#### [What needs to be done]
State how many lines in the records below contain the string "target", treating uppercase and lowercase letters as distinct. Give only the number.

#### [Data shown]
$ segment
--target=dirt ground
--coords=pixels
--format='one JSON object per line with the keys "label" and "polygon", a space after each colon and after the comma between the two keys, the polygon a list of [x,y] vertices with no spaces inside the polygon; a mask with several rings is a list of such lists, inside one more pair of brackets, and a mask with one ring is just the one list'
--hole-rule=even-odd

==

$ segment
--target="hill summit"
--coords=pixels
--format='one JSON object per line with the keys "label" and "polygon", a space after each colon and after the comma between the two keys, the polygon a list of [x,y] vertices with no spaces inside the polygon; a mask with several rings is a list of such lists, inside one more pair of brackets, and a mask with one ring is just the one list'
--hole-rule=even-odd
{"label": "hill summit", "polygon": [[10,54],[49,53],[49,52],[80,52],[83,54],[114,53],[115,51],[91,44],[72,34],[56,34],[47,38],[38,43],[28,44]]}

--

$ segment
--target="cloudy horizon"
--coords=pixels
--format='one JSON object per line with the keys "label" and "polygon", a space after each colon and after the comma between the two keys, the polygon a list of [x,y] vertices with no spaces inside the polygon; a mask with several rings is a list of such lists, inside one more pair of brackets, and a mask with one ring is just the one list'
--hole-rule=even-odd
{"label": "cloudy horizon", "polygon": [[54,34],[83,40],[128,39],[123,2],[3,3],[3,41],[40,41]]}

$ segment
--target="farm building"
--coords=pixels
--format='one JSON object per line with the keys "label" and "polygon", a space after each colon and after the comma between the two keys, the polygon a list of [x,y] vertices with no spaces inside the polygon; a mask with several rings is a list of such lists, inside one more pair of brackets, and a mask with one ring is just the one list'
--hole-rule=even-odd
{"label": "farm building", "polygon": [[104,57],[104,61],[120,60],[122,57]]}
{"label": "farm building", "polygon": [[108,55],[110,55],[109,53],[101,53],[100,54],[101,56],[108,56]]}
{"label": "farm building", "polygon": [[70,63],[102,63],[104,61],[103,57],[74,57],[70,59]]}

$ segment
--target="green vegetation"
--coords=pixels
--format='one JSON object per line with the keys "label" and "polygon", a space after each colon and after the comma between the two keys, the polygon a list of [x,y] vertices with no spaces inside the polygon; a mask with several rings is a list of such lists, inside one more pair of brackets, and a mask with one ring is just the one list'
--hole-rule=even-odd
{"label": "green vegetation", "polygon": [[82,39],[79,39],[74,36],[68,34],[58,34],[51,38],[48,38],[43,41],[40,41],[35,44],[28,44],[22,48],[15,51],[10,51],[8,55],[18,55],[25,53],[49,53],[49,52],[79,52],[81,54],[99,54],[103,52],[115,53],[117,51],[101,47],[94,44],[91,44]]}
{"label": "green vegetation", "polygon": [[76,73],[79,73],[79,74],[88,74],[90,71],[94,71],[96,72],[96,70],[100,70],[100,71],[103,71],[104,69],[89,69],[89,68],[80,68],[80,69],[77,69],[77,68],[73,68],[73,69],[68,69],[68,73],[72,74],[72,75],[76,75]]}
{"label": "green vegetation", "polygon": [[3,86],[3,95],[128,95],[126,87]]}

#### [Exercise answer]
5